▶ _What the exercise asks_:
Gather every line in the records below that contains the word "purple", and reproduce each such line in full.

## begin Excerpted data

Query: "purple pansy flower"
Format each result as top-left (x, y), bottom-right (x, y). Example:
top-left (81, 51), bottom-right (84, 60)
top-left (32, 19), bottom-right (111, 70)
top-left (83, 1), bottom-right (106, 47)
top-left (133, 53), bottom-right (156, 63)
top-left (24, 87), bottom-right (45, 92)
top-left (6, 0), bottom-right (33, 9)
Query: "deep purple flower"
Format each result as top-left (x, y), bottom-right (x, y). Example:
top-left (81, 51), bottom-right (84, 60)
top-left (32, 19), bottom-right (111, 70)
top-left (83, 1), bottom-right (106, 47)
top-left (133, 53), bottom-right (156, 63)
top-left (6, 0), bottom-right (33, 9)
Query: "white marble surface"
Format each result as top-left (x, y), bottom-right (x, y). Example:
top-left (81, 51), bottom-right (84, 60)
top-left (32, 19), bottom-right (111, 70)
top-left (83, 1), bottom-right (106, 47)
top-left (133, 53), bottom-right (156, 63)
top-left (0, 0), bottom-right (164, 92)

## end Excerpted data

▶ _Task solution_:
Query: "purple pansy flower"
Query: "deep purple flower"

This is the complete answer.